TASK TO CARRY OUT: Please take the records that follow and repeat exactly the lines starting with the line with "spot the hedge in the photo above" and going on through the line with "spot the overhead".

--- AVAILABLE DATA Enclosed Below ---

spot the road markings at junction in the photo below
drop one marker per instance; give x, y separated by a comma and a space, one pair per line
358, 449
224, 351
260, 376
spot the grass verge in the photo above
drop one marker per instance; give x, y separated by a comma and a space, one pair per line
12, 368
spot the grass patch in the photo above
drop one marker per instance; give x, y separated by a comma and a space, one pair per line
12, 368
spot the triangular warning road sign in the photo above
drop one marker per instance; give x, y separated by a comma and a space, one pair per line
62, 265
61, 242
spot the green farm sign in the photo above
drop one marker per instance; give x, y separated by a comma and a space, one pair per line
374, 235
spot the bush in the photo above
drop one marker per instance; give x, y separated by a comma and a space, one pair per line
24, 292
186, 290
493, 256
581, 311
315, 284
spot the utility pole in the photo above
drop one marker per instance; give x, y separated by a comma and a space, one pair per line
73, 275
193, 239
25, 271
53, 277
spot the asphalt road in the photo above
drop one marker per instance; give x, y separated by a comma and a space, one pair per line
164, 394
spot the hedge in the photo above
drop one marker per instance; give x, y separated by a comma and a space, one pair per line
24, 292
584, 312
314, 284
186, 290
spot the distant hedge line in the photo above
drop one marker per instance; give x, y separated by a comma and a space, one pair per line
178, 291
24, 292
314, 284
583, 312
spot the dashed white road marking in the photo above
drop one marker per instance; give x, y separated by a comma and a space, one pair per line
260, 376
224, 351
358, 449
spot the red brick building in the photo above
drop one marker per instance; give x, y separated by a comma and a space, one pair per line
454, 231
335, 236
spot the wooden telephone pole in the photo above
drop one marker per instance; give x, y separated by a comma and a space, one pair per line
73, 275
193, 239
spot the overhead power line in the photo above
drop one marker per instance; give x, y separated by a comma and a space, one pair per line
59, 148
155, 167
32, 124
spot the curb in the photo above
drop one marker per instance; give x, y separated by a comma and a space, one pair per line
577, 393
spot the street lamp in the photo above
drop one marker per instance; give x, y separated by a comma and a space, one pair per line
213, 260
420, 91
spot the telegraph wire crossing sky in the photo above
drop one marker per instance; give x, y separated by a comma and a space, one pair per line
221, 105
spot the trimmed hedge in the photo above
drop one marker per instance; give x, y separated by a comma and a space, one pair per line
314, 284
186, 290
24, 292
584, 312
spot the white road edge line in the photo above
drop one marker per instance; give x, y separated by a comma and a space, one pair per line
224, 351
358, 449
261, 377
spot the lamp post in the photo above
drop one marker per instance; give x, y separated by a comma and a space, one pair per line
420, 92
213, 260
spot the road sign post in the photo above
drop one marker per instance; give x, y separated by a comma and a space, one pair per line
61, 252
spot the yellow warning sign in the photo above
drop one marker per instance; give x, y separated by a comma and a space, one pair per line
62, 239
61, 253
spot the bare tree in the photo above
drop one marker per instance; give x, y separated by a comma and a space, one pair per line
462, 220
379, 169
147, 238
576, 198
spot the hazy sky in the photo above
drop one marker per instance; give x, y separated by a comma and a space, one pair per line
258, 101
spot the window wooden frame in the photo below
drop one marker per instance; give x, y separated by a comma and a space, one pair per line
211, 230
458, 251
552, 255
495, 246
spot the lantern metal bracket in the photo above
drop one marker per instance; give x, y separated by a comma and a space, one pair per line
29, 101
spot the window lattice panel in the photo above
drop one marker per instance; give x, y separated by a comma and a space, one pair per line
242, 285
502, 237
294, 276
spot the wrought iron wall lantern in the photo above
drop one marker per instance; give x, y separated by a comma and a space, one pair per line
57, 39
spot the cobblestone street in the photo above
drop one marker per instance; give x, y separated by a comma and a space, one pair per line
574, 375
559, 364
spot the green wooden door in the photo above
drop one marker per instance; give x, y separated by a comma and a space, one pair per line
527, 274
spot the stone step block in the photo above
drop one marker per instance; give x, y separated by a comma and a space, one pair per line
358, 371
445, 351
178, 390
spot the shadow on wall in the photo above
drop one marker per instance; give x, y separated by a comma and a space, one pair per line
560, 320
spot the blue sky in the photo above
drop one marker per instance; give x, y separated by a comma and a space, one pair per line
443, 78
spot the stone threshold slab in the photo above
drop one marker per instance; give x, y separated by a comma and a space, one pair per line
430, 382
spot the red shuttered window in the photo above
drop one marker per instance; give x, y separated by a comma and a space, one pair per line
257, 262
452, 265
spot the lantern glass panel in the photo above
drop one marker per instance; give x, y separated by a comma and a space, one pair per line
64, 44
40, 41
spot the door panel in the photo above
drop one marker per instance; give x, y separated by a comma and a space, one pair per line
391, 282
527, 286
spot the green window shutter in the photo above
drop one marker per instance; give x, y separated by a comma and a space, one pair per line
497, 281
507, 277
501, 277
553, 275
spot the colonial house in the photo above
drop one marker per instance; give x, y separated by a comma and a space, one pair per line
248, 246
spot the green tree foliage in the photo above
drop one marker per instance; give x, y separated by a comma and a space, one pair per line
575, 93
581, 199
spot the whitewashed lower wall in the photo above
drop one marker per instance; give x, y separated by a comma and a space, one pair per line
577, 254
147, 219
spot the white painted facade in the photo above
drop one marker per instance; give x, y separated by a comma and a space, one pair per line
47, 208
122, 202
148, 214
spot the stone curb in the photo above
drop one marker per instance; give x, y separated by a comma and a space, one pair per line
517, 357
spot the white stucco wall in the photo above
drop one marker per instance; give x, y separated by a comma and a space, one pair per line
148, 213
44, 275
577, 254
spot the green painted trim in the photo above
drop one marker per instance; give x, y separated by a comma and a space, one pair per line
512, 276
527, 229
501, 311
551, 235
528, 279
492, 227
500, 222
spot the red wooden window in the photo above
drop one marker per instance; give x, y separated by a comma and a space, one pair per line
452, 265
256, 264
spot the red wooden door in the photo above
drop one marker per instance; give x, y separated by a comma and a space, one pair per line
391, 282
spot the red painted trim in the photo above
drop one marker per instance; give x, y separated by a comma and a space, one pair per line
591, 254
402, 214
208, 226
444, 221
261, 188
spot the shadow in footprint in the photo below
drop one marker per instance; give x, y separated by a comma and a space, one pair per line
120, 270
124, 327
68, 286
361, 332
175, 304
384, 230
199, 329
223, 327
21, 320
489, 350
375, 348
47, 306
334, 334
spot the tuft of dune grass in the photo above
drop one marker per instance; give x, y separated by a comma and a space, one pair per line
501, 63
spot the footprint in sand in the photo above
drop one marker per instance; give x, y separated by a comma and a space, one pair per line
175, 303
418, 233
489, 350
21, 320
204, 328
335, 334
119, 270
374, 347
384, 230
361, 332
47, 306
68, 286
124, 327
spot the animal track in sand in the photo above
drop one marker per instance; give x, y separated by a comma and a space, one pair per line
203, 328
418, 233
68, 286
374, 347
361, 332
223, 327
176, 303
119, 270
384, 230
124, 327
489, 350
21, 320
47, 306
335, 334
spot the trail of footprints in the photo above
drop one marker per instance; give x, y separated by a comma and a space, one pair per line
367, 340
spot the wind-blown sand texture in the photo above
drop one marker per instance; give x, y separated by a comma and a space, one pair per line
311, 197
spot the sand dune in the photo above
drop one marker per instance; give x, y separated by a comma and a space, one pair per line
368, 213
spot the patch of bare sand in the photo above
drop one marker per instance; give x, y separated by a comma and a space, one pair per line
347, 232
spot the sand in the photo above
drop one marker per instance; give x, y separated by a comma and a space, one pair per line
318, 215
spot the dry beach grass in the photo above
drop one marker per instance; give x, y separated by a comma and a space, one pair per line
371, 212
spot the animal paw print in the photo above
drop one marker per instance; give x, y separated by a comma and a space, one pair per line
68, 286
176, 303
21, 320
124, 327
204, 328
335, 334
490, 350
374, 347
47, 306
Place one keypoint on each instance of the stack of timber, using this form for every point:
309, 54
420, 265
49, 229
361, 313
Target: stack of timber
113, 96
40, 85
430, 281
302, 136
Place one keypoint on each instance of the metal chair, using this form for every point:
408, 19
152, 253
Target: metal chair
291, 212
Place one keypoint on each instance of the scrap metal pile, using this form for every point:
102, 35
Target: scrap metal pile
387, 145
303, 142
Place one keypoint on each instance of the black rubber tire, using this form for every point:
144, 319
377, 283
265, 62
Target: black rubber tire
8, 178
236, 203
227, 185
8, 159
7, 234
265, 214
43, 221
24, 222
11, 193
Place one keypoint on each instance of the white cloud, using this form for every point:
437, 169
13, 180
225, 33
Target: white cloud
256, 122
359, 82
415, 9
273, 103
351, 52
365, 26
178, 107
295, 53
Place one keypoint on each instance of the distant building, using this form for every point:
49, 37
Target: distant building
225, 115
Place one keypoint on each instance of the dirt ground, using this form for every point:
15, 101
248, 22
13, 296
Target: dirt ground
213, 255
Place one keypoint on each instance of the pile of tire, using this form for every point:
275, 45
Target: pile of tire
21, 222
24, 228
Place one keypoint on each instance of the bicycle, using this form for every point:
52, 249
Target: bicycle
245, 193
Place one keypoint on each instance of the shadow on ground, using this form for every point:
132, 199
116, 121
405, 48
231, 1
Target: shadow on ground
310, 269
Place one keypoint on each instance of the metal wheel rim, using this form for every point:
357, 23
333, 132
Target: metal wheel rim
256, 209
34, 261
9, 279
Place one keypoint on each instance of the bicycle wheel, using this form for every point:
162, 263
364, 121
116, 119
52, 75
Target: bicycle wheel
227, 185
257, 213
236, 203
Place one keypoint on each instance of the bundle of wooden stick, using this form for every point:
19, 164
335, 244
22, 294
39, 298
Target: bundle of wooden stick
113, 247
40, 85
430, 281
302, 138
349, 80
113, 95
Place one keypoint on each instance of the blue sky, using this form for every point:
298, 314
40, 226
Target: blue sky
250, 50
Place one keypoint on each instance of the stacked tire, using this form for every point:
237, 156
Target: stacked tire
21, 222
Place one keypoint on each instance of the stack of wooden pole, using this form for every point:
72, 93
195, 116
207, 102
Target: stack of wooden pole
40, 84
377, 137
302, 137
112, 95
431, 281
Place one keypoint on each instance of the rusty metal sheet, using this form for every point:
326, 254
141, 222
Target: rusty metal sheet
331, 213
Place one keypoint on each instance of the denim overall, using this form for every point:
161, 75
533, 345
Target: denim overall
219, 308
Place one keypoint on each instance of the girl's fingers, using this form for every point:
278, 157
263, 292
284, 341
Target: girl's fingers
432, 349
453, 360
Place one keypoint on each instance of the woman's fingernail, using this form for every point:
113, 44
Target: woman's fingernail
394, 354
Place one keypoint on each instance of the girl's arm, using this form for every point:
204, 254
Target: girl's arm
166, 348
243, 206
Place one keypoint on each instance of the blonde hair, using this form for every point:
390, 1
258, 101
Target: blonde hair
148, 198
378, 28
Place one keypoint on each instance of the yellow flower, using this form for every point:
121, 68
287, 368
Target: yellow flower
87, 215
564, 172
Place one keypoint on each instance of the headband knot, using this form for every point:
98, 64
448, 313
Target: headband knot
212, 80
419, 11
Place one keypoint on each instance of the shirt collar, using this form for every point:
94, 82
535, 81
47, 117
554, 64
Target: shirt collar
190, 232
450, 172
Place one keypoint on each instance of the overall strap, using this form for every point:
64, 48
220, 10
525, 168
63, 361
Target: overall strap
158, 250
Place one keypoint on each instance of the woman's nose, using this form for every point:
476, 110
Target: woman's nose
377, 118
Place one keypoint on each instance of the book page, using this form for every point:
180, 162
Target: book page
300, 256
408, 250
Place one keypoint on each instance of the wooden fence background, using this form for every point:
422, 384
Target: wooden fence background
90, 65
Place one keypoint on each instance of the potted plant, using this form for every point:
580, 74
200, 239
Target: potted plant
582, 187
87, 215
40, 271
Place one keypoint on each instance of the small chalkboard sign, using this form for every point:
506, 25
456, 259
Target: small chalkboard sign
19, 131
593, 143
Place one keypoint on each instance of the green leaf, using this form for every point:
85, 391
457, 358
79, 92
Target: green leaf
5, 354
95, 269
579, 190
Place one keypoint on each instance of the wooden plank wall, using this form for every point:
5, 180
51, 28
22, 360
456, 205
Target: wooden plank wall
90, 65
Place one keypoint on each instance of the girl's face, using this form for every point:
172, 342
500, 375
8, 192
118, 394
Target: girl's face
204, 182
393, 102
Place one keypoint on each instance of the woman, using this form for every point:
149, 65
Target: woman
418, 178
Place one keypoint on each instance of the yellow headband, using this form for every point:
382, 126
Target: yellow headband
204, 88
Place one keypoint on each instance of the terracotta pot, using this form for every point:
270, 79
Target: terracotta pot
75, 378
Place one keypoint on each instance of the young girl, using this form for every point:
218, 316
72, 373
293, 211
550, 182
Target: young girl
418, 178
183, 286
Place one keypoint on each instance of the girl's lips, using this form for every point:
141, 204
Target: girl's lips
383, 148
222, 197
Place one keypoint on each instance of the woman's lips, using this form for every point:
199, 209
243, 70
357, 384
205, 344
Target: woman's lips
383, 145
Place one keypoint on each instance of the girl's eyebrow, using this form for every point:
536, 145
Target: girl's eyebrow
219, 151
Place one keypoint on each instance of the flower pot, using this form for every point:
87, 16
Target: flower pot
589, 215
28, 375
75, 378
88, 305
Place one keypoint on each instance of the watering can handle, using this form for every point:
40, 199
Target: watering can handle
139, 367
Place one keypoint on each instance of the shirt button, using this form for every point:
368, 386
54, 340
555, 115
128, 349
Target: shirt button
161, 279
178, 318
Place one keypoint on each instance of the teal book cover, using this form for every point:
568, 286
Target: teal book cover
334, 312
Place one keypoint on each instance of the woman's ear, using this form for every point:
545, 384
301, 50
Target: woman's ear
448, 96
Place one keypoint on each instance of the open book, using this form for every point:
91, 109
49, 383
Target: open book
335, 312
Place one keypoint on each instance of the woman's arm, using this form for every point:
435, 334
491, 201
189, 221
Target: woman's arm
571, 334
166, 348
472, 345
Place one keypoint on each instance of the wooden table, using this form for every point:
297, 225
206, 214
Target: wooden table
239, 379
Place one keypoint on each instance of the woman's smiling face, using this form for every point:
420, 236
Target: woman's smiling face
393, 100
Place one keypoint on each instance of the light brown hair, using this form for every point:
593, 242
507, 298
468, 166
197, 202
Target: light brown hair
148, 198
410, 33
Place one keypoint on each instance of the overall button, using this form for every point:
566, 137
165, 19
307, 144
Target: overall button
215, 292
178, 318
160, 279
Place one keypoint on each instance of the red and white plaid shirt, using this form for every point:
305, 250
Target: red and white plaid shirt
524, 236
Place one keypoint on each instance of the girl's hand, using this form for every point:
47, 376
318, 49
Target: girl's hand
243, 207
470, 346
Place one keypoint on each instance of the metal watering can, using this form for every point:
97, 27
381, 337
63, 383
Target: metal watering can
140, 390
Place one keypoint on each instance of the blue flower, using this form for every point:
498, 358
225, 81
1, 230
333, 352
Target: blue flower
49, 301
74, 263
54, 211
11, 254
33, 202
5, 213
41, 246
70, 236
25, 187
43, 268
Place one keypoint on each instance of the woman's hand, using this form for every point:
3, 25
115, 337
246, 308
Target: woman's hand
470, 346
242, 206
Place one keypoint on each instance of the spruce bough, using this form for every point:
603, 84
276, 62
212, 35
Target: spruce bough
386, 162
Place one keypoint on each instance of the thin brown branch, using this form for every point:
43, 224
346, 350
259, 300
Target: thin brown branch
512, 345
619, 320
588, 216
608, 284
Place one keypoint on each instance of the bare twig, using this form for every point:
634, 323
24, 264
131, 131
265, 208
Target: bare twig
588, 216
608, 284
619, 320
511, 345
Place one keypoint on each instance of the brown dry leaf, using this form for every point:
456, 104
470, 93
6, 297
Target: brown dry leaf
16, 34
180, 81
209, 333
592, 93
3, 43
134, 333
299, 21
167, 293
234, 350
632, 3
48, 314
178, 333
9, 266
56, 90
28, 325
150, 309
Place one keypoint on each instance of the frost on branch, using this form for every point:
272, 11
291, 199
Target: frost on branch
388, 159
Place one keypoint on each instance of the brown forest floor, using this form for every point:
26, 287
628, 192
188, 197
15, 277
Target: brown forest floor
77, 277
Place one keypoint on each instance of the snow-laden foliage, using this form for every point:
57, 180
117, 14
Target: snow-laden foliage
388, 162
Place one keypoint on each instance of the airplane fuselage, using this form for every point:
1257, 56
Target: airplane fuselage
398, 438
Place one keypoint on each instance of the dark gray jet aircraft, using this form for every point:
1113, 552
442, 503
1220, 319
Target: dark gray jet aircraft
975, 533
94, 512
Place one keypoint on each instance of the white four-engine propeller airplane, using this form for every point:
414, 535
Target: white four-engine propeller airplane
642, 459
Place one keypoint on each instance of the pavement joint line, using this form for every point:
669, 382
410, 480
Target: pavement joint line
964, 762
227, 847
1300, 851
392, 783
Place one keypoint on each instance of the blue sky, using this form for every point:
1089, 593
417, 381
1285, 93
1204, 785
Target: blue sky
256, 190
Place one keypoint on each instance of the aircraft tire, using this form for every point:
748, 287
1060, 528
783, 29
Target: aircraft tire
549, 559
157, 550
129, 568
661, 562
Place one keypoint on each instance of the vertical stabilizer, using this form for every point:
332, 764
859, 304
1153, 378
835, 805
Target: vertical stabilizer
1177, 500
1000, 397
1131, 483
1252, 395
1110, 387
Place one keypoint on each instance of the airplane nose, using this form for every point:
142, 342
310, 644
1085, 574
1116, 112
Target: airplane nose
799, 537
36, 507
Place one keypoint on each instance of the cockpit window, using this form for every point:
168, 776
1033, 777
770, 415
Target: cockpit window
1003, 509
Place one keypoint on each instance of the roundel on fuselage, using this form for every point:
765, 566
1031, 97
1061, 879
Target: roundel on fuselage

--- End of Enclosed AVAILABLE DATA ---

TASK RESULT:
spot the hedge in the photo above
drop one marker per instance; give x, y separated by a comma and a space, one pair per line
24, 292
584, 312
314, 284
186, 290
spot the distant hedge line in the photo above
drop one marker per instance; give x, y separated by a comma and a space, one pair per line
178, 291
24, 292
314, 284
583, 312
spot the dashed white road marking in the photo above
drop one marker per instance; give x, y separated by a comma and a space, one pair per line
260, 376
224, 351
358, 449
spot the red brick building in the photo above
drop one marker per instance; give x, y separated by a comma and a space, one pair per line
454, 231
335, 236
spot the wooden telephone pole in the photo above
drop one marker per instance; give x, y separated by a comma and a space, one pair per line
73, 275
193, 239
spot the overhead power line in the photo above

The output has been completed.